An initiative of the United States Conference of Catholic Bishops

Fortnight for Freedom, Day 2: St. Thomas More, Married Saint and Hero of Religious Liberty

Picture of St. Thomas More

England has no lack of married saints, or saints that were martyred for defending religious liberty. Earlier, we profiled St. Philip Howard, one of the Forty Martyrs of England and Wales canonized in 1970 by Pope Paul VI. And today, on the second day of the Fortnight for Freedom, we celebrate the feast of St. Thomas More, husband, father, and martyr under King Henry VIII in 1535. (Today is also the feast day of St. John Fisher, a bishop also martyred in 1535, but here we confine ourselves to married saints.)

The basics:

  • Born February 7, 1478, in London
  • Married Jane Colt in 1505; she died in 1511
  • Married Alice Middleton in 1511
  • Father of four children
  • Imprisoned in the Tower of London in 1534
  • Executed by beheading on July 6, 1535
  • Canonized May 19, 1935 by Pius XI

The Fortnight for Freedom began yesterday, on the vigil of today’s feast day of St. Thomas More and St. John Fisher. The timing is intentional. Both men faced suffering, imprisonment, and ultimately death because of their allegiance to their faith.

### Available data
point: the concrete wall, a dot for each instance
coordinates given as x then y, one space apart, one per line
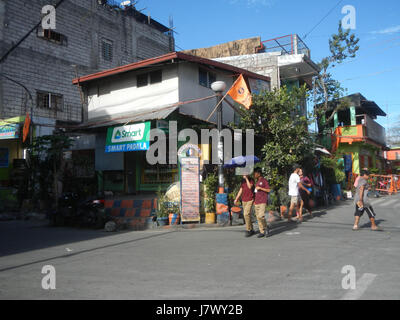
40 64
262 63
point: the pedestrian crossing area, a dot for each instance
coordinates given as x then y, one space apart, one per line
387 202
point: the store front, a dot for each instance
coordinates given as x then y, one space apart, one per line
121 157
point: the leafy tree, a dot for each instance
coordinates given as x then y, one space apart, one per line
393 136
281 130
342 46
46 153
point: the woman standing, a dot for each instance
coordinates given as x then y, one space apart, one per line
305 195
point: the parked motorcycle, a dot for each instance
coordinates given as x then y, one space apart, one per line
74 212
92 213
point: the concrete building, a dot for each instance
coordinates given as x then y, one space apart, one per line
356 136
286 60
149 94
36 78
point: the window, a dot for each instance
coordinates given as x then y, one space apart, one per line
47 100
155 77
145 78
52 36
206 78
107 50
142 80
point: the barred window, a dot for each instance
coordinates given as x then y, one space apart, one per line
107 49
48 100
52 36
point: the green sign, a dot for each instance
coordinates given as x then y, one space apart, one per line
132 137
9 131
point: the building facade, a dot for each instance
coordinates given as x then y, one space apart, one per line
173 89
36 78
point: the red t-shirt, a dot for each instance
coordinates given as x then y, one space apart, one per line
247 194
261 196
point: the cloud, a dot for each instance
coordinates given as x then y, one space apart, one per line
389 30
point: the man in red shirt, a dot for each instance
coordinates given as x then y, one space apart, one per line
260 201
247 194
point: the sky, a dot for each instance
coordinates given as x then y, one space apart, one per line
374 71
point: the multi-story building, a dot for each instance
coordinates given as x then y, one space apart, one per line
286 60
355 135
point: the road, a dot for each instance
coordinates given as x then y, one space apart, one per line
298 261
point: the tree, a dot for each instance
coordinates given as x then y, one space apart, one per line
46 153
393 135
281 130
329 92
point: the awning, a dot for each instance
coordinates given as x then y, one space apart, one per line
157 114
323 150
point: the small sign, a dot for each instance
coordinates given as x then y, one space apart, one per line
133 137
190 189
9 131
3 157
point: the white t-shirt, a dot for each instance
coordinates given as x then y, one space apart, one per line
293 188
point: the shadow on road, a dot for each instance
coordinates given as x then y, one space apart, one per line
22 236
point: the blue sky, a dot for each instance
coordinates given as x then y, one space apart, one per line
373 73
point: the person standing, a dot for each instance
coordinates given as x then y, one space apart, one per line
294 186
260 202
294 181
247 195
305 200
362 202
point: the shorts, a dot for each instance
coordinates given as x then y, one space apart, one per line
294 199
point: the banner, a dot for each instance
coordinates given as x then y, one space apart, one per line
133 137
25 130
240 92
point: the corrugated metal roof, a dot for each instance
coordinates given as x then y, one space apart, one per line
165 58
155 114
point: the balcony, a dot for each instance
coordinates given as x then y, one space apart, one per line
286 45
369 130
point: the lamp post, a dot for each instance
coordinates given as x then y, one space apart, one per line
218 87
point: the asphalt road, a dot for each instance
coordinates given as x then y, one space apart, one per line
298 261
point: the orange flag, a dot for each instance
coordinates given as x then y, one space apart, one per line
25 130
240 93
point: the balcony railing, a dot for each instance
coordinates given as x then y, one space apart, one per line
290 44
371 130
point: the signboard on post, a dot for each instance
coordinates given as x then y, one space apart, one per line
190 184
9 131
128 138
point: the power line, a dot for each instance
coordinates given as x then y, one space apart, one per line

### Parts of the exercise
a. Repeat the stretch of the St. Thomas More piece from "England has no" through "to married saints.)".
b. Reproduce the stretch of the records from the line containing "point: the power" through the end of the records.

### Complete answers
a.
England has no lack of married saints, or saints that were martyred for defending religious liberty. Earlier, we profiled St. Philip Howard, one of the Forty Martyrs of England and Wales canonized in 1970 by Pope Paul VI. And today, on the second day of the Fortnight for Freedom, we celebrate the feast of St. Thomas More, husband, father, and martyr under King Henry VIII in 1535. (Today is also the feast day of St. John Fisher, a bishop also martyred in 1535, but here we confine ourselves to married saints.)

b.
point: the power line, a dot for each instance
coordinates given as x then y, one space apart, one per line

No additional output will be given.